Conheça Valentina Petrillo, a primeira atleta trans a competir nas Paralimpíadas
Italiana faz história nos Jogos Paralímpicos ao disputar as eliminatórias dos 400m T12 (baixa visão).
Por Igor Serrano, para Cobertura Colaborativa #NECParis2024
Na última segunda-feira (02) no Stade de France, em Paris, a velocista da Itália, Valentina Petrillo, cinquenta e um anos, fez história ao se tornar a primeira atleta trans a disputar as Paralimpíadas. Na classificatória dos 400m para mulheres com baixa visão (T12), ela conquistou a sexta colocação ao concluir a prova em 58s35. Natural de Nápoles, Petrillo descobriu aos quatorze anos possuir Síndrome de Stargardt, responsável pela perda gradativa, e quase total, de sua visão: hoje ela possui apenas 1/50 da vista e opta por correr sem guia.
Na sequência, em uma das semifinais, disputadas horas depois, a italiana conseguiu baixar seu tempo, mas não o suficiente para seguir na briga por uma medalha, ao ficar na terceira colocação (57s58) da disputa, onde somente as duas melhores competidoras avançaram para a final. Após a prova, ela declarou ao jornal inglês The Guardian que esperava ter dado orgulho ao seu filho com a participação e desabafou sobre a transfobia no esporte:
“Vamos lembrar o hoje como histórico! De hoje em diante, eu não quero mais ouvir falar de discriminação ou preconceito destinado para pessoas trans. Eu consegui, então todes podemos conseguir, se eu consegui. Fiz a minha parte e todes podemos conseguir!”.
Carreira esportiva vitoriosa e reverência à Lea T e Tiffany
Até 2018, Valentina atendia por seu nome de registro, Fabrizio, casou-se, teve um filho e já tinha uma carreira vitoriosa no atletismo masculino com diversos títulos. Em 2019, deu adeus à antiga identidade, com quem não se identificou por mais de quatro décadas e fez a transição de gênero, ocasião em que recebeu apoio de seu treinador, Luca Giacometti, e de entidades como a União Italiana Esportes Para Todos (UISP), o Comitê Italiano Paralímpico e a Federação Italiana de Esportes Paralímpicos e Experimentais (FISPES) durante o processo de terapia hormonal obrigatório para continuar competindo.
No esporte feminino seguiu conquistando torneios e teve sua idoneidade questionada por outras competidoras. Ela quase alcançou a classificação para os Jogos Paralímpicos de Tóquio e viu seu nome ser alvo de um abaixo-assinado endereçado à Federação Italiana de Atletismo, endossado por mais de trinta atletas, solicitando sua exclusão das competições femininas, mesmo cumprindo estritamente as regras em vigor.

────────────────

== INSTRUÇÕES ==
1) Redigite o trecho do texto sobre Valentina Petrillo que começa em "No esporte feminino" e segue até "regras em vigor.".
2) Traduza para o inglês esta frase do texto sobre Valentina Petrillo: "Natural de Nápoles, Petrillo descobriu aos quatorze anos possuir Síndrome de Stargardt, responsável pela perda gradativa, e quase total, de sua visão: hoje ela possui apenas 1/50 da vista e opta por correr sem guia."
3) Prossiga com o texto sobre Valentina Petrillo a partir do ponto em que ele termina.

────────────────

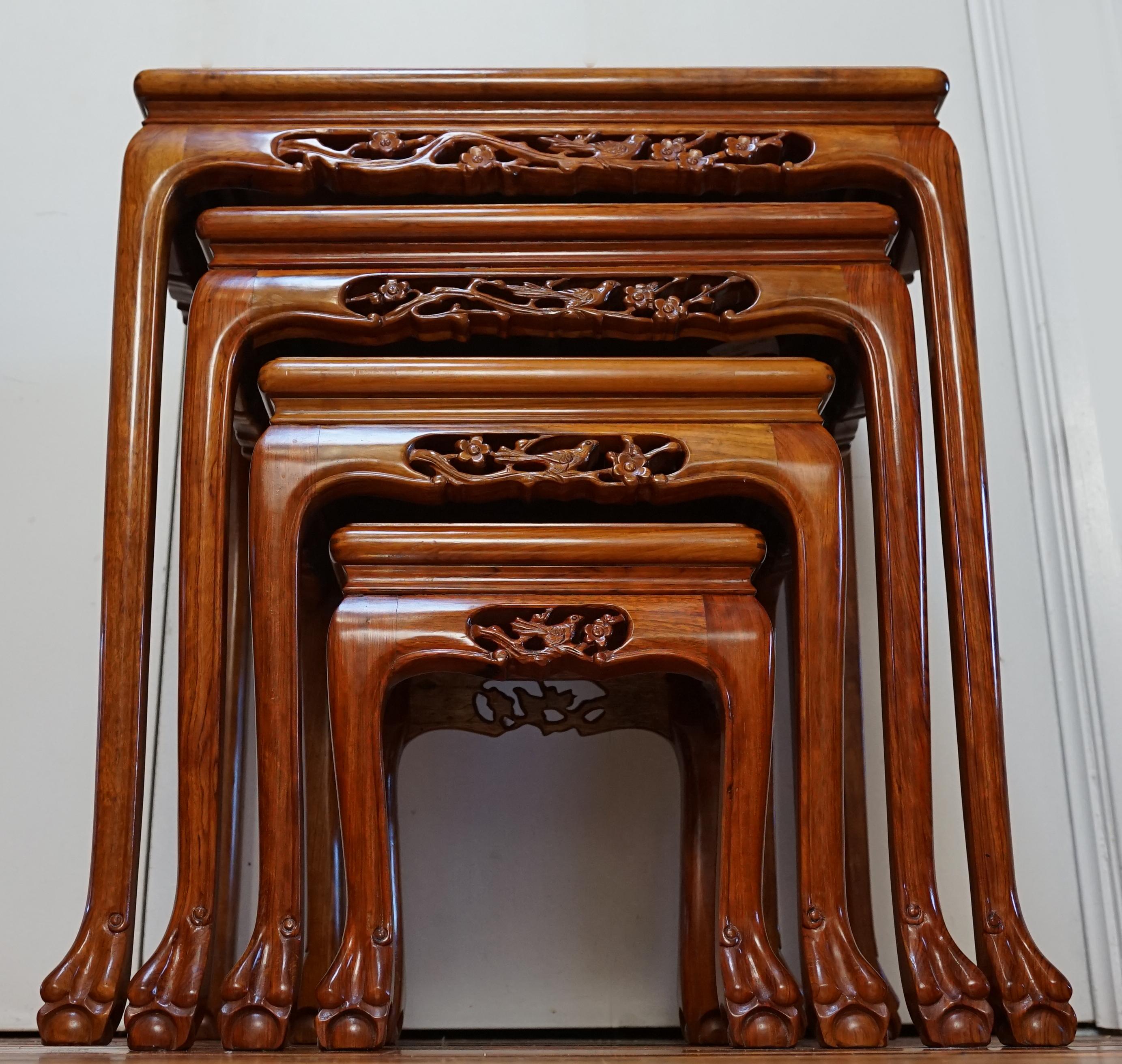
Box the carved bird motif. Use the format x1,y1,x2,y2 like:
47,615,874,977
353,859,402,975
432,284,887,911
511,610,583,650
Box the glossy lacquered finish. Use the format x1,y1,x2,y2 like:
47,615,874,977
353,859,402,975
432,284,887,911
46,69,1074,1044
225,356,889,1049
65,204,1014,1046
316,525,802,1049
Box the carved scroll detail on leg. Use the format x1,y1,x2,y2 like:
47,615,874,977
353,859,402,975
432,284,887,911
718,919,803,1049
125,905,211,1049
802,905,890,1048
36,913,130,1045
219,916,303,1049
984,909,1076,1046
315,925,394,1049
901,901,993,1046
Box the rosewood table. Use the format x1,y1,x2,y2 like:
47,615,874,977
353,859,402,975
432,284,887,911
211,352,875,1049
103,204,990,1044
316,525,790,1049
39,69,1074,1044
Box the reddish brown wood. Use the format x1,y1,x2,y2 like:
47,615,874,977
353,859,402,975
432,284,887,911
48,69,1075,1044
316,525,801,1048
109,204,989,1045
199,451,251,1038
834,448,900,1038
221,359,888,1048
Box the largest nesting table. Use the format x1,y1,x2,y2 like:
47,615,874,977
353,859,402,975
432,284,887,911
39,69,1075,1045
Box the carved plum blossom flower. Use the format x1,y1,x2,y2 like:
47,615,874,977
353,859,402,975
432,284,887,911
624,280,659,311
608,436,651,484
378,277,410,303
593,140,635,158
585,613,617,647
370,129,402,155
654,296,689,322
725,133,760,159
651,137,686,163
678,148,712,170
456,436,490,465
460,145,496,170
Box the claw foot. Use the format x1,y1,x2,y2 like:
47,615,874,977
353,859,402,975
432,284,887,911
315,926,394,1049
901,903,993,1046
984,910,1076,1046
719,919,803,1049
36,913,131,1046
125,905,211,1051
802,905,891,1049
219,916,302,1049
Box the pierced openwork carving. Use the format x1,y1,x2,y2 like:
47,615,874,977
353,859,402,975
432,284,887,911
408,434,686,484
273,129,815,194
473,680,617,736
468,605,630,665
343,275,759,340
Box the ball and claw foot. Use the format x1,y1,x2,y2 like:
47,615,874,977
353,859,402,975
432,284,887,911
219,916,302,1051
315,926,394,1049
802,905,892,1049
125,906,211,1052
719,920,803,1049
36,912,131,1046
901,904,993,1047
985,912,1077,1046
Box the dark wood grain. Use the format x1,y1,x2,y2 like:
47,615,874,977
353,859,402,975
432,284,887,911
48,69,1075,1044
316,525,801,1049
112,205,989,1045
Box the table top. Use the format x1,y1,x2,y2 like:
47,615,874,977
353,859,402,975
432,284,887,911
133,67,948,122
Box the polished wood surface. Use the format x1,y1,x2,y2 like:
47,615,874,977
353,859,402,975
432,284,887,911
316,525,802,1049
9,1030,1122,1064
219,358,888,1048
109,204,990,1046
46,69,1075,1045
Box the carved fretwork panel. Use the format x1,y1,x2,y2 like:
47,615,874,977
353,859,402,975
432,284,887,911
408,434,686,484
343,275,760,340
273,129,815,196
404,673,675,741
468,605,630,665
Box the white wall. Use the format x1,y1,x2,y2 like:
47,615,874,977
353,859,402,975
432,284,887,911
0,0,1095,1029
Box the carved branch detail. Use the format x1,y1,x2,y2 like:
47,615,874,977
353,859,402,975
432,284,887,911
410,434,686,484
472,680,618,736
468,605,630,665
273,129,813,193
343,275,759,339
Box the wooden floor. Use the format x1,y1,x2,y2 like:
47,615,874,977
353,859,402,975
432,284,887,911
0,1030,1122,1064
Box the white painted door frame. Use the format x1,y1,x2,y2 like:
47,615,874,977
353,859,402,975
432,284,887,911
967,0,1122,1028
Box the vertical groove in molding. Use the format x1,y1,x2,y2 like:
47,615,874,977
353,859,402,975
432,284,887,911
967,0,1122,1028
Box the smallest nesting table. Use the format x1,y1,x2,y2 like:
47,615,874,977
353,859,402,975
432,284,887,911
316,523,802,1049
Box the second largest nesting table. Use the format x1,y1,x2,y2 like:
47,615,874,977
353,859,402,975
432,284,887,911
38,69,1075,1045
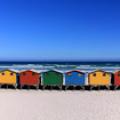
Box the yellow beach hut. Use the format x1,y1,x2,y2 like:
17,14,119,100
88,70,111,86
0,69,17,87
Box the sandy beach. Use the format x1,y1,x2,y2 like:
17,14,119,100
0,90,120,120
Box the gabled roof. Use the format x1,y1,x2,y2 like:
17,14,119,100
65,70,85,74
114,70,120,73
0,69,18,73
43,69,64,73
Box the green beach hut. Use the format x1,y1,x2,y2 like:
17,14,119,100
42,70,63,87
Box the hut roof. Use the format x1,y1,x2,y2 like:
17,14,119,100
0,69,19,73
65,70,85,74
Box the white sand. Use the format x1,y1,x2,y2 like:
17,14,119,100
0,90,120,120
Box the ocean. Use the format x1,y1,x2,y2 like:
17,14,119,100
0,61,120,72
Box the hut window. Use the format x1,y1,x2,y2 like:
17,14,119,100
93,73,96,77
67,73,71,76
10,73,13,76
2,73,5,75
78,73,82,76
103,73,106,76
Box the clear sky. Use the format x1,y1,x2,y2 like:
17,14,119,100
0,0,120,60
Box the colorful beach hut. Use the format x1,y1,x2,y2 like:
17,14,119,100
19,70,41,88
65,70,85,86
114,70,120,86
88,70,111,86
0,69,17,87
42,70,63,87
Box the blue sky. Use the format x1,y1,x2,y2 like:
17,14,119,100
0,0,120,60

────────────────

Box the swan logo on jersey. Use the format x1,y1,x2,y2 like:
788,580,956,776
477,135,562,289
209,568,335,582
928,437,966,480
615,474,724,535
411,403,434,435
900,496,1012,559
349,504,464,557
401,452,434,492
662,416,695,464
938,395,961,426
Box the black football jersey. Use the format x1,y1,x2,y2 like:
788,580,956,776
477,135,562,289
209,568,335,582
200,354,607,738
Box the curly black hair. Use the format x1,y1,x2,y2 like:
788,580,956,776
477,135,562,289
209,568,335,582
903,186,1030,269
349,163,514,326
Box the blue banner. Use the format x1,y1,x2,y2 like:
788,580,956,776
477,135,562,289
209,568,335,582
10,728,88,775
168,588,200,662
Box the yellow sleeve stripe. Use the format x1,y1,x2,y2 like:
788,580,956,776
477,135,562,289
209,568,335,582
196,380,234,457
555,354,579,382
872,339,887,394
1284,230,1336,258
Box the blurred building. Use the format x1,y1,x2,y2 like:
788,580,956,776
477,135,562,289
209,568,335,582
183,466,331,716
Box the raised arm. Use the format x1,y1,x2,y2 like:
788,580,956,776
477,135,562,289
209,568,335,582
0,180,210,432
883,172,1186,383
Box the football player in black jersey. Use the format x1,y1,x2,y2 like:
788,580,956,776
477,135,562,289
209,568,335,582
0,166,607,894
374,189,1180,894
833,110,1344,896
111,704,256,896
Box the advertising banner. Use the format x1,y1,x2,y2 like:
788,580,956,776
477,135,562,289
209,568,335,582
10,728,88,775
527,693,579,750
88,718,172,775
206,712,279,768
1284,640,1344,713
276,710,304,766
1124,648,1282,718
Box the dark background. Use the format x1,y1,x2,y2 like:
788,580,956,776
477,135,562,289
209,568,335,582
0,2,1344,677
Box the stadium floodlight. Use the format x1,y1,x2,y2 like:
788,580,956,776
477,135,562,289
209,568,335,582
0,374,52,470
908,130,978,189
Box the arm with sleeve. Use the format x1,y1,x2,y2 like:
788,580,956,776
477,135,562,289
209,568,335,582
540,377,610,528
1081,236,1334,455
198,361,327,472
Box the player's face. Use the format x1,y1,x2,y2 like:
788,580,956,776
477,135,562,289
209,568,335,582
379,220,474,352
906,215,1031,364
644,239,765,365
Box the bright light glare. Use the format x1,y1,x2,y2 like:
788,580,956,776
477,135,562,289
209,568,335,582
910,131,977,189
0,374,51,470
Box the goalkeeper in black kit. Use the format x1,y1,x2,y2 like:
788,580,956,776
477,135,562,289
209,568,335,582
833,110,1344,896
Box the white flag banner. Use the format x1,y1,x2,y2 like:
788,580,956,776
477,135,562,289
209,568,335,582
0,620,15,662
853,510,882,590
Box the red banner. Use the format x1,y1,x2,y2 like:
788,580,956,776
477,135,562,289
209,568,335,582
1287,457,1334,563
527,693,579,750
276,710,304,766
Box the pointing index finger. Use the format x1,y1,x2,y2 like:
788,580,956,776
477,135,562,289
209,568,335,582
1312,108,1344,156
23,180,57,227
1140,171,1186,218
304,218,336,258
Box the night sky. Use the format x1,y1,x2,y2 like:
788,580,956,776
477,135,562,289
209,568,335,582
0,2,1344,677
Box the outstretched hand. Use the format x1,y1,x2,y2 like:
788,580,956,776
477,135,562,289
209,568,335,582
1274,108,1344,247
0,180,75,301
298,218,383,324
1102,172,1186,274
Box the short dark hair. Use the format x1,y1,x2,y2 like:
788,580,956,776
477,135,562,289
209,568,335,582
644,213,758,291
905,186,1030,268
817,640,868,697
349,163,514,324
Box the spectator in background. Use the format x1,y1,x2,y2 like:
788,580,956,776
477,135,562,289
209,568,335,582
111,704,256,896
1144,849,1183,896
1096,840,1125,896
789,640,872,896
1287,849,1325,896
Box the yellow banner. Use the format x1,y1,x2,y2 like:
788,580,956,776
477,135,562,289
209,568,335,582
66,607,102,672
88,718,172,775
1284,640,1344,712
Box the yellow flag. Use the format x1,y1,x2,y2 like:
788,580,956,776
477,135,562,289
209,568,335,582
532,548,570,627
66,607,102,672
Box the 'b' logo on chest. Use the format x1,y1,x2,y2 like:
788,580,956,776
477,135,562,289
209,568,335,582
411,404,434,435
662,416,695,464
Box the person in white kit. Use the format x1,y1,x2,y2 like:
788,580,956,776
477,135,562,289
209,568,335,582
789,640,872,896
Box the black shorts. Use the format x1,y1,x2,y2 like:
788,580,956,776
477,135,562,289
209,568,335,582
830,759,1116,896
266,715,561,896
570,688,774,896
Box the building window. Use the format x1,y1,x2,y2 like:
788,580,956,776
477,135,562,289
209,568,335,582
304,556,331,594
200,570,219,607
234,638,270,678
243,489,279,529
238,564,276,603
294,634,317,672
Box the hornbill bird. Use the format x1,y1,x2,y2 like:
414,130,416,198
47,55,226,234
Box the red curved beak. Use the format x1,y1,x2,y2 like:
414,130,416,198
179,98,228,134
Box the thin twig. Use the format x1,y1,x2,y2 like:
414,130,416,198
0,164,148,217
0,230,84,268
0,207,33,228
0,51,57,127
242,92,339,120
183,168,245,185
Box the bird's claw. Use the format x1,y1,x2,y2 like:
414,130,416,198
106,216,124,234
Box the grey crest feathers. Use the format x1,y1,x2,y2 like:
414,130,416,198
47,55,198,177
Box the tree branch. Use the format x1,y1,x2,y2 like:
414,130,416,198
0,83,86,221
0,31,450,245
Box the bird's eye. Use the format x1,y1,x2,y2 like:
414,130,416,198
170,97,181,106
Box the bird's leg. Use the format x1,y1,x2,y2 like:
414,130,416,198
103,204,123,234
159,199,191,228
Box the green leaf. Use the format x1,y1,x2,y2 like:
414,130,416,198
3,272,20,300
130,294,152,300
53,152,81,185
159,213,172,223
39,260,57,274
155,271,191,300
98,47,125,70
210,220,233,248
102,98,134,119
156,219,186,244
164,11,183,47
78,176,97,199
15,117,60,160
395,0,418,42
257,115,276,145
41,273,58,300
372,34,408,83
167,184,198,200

────────────────

== RESPOSTAS ==
1)
No esporte feminino seguiu conquistando torneios e teve sua idoneidade questionada por outras competidoras. Ela quase alcançou a classificação para os Jogos Paralímpicos de Tóquio e viu seu nome ser alvo de um abaixo-assinado endereçado à Federação Italiana de Atletismo, endossado por mais de trinta atletas, solicitando sua exclusão das competições femininas, mesmo cumprindo estritamente as regras em vigor.

2) A native of Naples, Petrillo discovered at fourteen that she had Stargardt syndrome, which is responsible for the gradual, and almost total, loss of her vision: today she has only 1/50 of her sight and chooses to run without a guide.

3)
A Federação Internacional de Atletismo Paralímpica, ao contrário da Federação Internacional de Atletismo, permite a participação de atletas trans que estejam sob controle hormonal em suas competições, mesmo as que tenham concluído a puberdade antes da transição de gênero, como no caso de Petrillo. Sobre ser alvo de questionamentos e transfobia, ela declarou em 2021, ao portal RFI, se inspirar em duas brasileiras para lidar com tudo isso:
“Para mim, o Brasil representava e representa uma pátria das pessoas transgêneros. Nunca vou me esquecer que Lea T, filha de Toninho Cerezo, participou da cerimônia de abertura das Olimpíadas do Rio. Foi lindo! Eu pensava que no Brasil não houvesse preconceito. Quando vi Tifanny e todas as críticas contra ela, me senti no seu lugar. Sinto o mesmo que ela sente, as mesmas dificuldades, as mesmas acusações que ela enfrenta. É muito difícil. Quero expressar minha grande solidariedade. Ser uma pessoa trans no esporte é muito difícil porque o esporte é competição. O esporte é um ambiente sexista, no qual existem só duas categorias, masculina e feminina”.
Valentina voltará às pistas do Stade de France na próxima sexta-feira (6/9), quando irá correr a prova classificatória dos 200m (T12). Sua história pode ser conferida no documentário 5 nanomoles – The Olympic Dream of a Trans Woman (5 nanomoles – o sonho olímpico de uma mulher trans), dirigido por Elisa Mereghetti e Marco Mensa.